Entries listed in a dataset
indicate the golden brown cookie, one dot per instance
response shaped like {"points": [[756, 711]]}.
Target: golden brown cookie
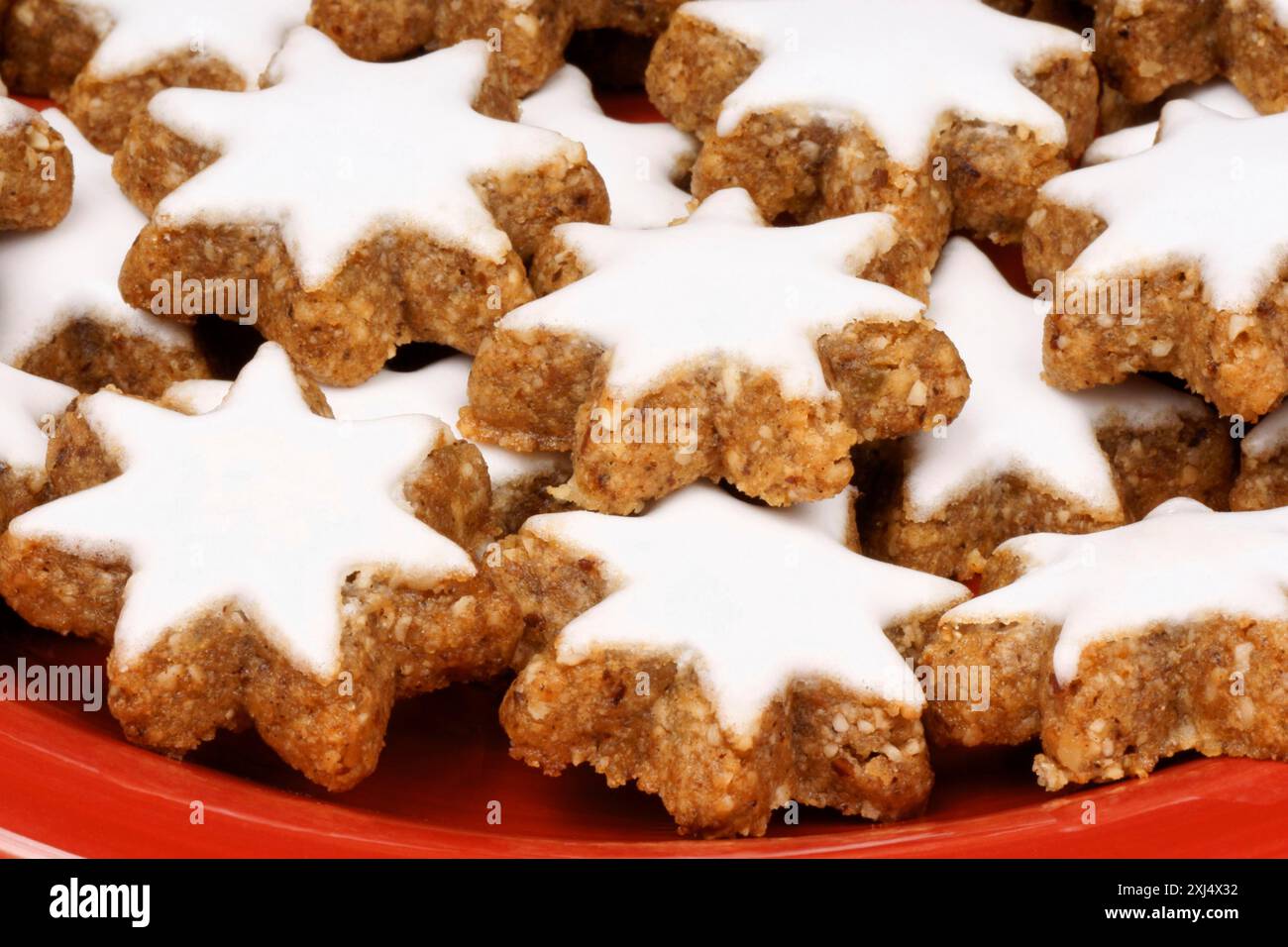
{"points": [[1193, 231], [715, 348], [352, 249], [1024, 457], [263, 565], [1125, 647], [828, 107], [103, 59], [528, 35], [37, 174], [724, 657]]}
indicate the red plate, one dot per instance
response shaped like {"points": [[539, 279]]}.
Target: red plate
{"points": [[69, 784]]}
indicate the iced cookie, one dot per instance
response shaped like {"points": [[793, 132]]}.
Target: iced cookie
{"points": [[29, 406], [263, 565], [1194, 231], [103, 59], [1146, 48], [528, 35], [1262, 480], [721, 656], [35, 170], [717, 348], [945, 112], [1128, 646], [642, 163], [1218, 95], [60, 312], [1026, 458], [519, 480], [356, 248]]}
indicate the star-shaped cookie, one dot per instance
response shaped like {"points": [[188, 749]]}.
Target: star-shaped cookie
{"points": [[528, 35], [1193, 230], [722, 656], [60, 312], [353, 249], [1145, 50], [519, 480], [947, 114], [1024, 457], [103, 59], [265, 565], [1128, 646], [719, 348], [640, 161], [27, 407]]}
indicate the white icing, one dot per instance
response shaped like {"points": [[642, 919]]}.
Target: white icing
{"points": [[638, 161], [1267, 437], [437, 390], [1219, 95], [406, 155], [26, 402], [259, 502], [719, 286], [1181, 564], [51, 278], [746, 596], [13, 114], [833, 517], [136, 34], [902, 68], [1211, 189], [1014, 421]]}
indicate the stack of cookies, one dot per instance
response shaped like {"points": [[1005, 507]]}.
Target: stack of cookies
{"points": [[735, 449]]}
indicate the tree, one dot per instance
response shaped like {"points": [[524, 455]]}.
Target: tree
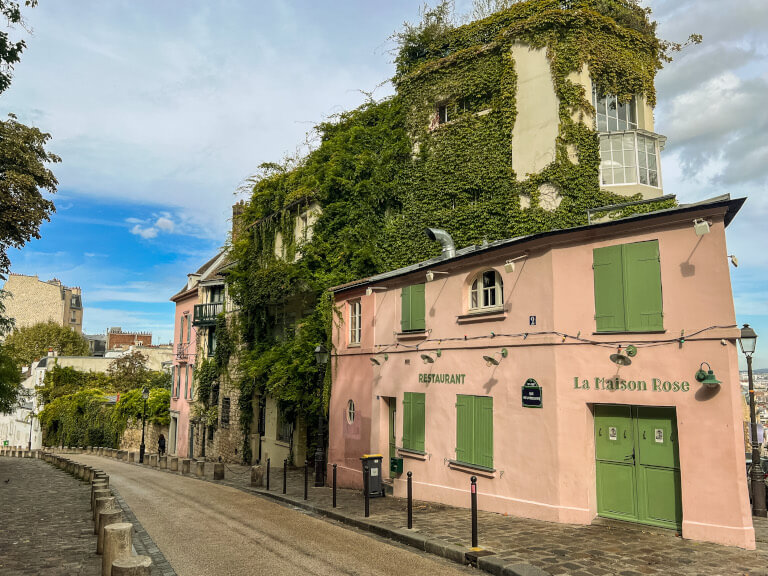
{"points": [[27, 344]]}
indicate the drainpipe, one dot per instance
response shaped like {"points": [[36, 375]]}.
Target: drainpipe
{"points": [[449, 250]]}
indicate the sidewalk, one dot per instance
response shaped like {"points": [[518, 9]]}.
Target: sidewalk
{"points": [[45, 521], [521, 547]]}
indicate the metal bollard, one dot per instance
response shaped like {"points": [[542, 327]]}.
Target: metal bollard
{"points": [[334, 485], [474, 510], [410, 500]]}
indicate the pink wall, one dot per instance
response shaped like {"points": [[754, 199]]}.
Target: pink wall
{"points": [[544, 459], [179, 404]]}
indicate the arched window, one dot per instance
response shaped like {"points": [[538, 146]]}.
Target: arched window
{"points": [[486, 291]]}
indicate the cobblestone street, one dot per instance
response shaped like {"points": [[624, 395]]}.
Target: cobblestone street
{"points": [[45, 523]]}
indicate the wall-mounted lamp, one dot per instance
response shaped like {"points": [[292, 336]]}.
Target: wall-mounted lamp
{"points": [[431, 274], [375, 361], [701, 226], [427, 359], [707, 378], [492, 361], [509, 265], [624, 359]]}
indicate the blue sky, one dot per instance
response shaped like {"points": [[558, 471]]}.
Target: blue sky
{"points": [[160, 110]]}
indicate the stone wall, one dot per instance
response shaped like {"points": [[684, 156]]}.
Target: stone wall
{"points": [[131, 439]]}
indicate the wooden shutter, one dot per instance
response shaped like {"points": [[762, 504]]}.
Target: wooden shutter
{"points": [[609, 292], [418, 307], [407, 417], [418, 421], [405, 316], [464, 428], [642, 287], [483, 431]]}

● Work to do: Put the lines above, from the one containing "indicate the wooden" through the end of the entries, into a numbered list, leaving out any blank lines.

● Completed task:
1. indicate the wooden shutter, one dot per instance
2. response shaped like {"points": [[762, 504]]}.
3. Target: wooden shutter
4. {"points": [[609, 292], [418, 307], [407, 417], [418, 421], [405, 316], [464, 428], [642, 287], [483, 431]]}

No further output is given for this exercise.